Entries shown:
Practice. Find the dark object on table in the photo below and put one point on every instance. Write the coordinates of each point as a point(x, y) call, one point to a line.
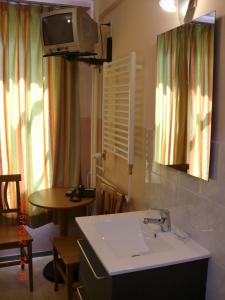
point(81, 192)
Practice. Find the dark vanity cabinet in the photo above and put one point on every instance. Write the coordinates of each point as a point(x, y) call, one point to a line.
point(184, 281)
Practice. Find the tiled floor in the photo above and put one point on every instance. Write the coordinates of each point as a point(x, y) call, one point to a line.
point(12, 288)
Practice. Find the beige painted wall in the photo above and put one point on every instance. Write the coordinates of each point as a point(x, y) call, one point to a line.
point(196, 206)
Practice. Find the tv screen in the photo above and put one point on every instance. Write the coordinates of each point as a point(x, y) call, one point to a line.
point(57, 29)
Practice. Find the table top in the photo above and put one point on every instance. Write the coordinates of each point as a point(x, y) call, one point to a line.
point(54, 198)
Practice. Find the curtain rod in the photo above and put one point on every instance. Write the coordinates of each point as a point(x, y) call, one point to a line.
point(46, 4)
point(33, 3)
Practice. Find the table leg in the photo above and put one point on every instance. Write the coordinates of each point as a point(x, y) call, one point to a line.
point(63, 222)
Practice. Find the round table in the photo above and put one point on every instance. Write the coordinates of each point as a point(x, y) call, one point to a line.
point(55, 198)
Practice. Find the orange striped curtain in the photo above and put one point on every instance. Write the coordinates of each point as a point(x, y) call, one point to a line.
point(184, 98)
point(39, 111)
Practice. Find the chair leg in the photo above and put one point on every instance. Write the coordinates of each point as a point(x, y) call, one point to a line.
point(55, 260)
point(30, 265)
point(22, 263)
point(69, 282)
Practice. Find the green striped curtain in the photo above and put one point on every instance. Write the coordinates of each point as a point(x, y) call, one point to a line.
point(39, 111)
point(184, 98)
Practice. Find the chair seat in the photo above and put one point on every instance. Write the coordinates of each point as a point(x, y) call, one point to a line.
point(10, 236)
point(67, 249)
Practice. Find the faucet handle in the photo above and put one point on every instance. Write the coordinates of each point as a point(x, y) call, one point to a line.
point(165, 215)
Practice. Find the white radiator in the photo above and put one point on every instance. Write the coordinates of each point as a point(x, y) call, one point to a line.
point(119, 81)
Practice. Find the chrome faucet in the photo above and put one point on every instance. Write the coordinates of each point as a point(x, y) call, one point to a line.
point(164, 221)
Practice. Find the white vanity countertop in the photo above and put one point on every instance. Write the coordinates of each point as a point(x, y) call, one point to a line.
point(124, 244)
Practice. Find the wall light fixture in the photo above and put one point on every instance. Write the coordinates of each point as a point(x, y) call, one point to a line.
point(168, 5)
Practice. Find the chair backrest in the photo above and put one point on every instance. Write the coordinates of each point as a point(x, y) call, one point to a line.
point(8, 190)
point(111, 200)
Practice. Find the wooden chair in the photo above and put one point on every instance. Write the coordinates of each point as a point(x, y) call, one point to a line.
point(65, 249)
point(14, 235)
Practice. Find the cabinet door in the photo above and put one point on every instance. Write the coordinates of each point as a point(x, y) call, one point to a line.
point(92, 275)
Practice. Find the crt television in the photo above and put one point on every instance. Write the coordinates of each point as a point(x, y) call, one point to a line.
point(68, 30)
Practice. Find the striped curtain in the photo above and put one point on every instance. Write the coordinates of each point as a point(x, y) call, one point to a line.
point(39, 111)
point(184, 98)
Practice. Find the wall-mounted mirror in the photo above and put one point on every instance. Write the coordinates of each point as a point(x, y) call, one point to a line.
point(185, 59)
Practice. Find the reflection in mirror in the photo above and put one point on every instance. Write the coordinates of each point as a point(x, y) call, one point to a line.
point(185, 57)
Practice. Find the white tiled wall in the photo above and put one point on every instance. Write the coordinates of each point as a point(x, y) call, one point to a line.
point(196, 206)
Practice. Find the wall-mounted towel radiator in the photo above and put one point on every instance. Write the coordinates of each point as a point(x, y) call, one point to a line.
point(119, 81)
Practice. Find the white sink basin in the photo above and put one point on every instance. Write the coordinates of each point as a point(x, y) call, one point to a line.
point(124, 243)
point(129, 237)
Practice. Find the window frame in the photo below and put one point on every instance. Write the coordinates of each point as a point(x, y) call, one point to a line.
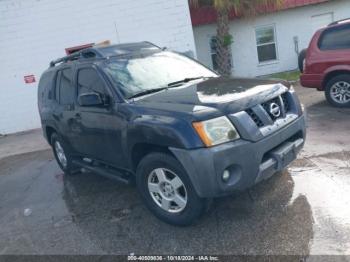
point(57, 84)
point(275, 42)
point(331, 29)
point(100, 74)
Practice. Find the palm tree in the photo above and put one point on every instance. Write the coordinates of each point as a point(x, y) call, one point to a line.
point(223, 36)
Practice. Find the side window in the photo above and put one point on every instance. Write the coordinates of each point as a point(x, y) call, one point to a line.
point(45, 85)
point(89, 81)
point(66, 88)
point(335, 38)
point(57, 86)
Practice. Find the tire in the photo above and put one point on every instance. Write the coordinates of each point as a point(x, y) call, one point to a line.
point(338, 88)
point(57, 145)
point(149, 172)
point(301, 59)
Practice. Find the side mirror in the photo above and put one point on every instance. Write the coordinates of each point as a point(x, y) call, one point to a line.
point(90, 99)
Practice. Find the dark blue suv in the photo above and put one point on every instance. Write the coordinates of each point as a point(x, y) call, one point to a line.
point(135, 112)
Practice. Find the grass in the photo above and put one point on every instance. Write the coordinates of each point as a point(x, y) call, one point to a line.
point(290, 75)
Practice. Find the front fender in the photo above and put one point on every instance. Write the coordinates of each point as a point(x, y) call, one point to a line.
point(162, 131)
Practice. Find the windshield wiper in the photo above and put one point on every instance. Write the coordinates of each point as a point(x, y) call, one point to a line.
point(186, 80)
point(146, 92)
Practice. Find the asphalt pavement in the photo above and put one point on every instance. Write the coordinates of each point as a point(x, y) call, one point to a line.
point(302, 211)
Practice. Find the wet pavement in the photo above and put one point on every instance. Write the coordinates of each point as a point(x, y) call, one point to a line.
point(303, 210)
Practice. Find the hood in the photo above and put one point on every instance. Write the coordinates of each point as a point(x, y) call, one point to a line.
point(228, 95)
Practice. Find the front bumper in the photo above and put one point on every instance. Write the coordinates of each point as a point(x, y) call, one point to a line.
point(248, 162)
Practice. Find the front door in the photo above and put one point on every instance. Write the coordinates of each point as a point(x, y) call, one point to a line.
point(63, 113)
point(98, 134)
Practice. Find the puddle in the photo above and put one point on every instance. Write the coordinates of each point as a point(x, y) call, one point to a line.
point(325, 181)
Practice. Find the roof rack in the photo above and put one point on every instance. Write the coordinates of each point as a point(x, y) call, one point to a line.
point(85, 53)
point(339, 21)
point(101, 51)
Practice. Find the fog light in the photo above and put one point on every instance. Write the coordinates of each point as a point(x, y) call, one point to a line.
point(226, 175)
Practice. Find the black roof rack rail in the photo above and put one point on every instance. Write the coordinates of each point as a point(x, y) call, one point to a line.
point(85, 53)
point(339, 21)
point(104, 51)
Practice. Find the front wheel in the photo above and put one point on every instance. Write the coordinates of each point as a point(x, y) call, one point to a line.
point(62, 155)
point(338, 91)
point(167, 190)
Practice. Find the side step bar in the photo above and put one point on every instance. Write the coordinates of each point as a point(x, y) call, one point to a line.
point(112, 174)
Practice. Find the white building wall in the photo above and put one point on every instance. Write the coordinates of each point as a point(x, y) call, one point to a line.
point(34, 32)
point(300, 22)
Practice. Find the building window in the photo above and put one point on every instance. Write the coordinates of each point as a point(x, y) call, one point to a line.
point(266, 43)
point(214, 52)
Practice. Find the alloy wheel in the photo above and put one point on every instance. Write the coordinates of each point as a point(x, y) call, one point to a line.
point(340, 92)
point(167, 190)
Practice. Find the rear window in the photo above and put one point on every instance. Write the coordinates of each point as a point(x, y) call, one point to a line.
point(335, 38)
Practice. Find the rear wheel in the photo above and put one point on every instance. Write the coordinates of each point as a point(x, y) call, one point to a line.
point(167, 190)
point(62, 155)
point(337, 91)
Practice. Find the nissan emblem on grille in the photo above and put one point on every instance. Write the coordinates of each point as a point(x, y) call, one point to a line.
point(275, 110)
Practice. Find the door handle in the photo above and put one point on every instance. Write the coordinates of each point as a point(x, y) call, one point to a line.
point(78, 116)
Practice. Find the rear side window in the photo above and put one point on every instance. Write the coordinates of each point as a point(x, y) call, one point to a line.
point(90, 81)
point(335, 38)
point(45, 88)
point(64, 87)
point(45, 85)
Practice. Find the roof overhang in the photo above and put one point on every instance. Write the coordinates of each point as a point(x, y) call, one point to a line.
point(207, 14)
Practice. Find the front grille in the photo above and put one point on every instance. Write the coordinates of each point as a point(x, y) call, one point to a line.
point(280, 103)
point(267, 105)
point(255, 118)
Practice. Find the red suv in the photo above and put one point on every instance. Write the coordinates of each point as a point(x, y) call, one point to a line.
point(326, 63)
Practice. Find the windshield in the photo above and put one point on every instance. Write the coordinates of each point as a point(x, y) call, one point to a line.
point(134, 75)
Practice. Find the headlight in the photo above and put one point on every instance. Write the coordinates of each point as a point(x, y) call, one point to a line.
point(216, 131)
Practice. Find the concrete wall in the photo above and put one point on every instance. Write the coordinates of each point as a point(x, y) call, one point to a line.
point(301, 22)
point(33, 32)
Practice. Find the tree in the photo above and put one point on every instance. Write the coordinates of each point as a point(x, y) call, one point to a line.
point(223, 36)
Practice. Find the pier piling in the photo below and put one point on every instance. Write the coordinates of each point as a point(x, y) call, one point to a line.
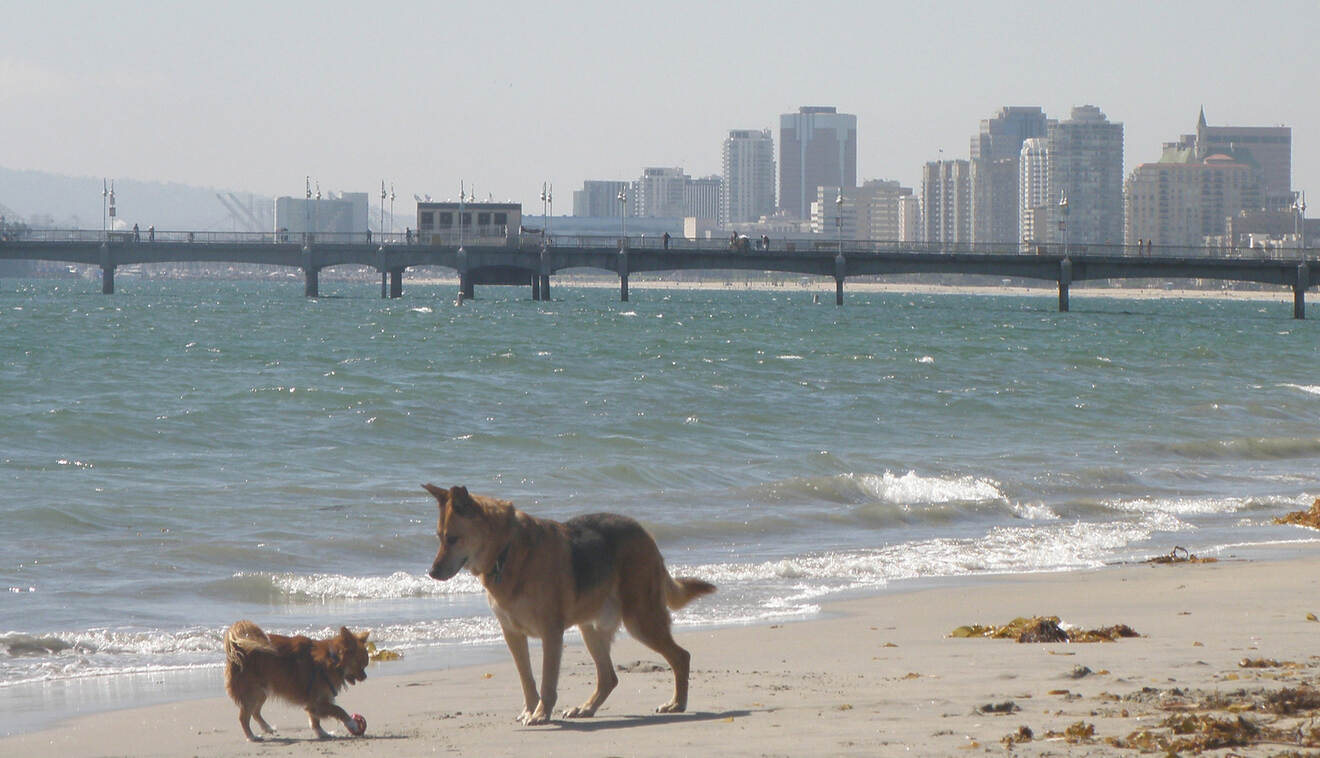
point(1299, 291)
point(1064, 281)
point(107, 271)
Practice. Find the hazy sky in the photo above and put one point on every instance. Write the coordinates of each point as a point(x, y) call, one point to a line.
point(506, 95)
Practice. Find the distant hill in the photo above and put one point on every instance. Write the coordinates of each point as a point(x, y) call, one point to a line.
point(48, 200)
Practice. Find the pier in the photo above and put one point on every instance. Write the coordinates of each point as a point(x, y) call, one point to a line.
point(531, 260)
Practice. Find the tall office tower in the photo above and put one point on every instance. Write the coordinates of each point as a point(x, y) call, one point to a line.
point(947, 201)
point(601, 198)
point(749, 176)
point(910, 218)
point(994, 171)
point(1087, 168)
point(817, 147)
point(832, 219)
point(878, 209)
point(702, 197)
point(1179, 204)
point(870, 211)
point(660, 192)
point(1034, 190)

Your assignment:
The line with "Practice. Find the distant" and every line after it up to the end of the entries: output those exactly, and only those.

Answer box:
Practice. Find the distant hill in the photo above and put one point on every instance. Write the coordinates of each point as a point(x, y) call, one point to a line.
point(48, 200)
Practice. Find the pier in the photo above and put one point on every instance. Write the coordinates of each point as a point(x, y) call, one point to a line.
point(531, 260)
Practice. Find the tall office tower in the photo above and put one point on every instance. Write the coordinates of each point as a point(x, y) call, one point to a line.
point(947, 201)
point(601, 198)
point(749, 176)
point(910, 218)
point(994, 171)
point(1087, 168)
point(817, 147)
point(832, 219)
point(878, 209)
point(702, 197)
point(1179, 204)
point(870, 211)
point(660, 192)
point(1034, 190)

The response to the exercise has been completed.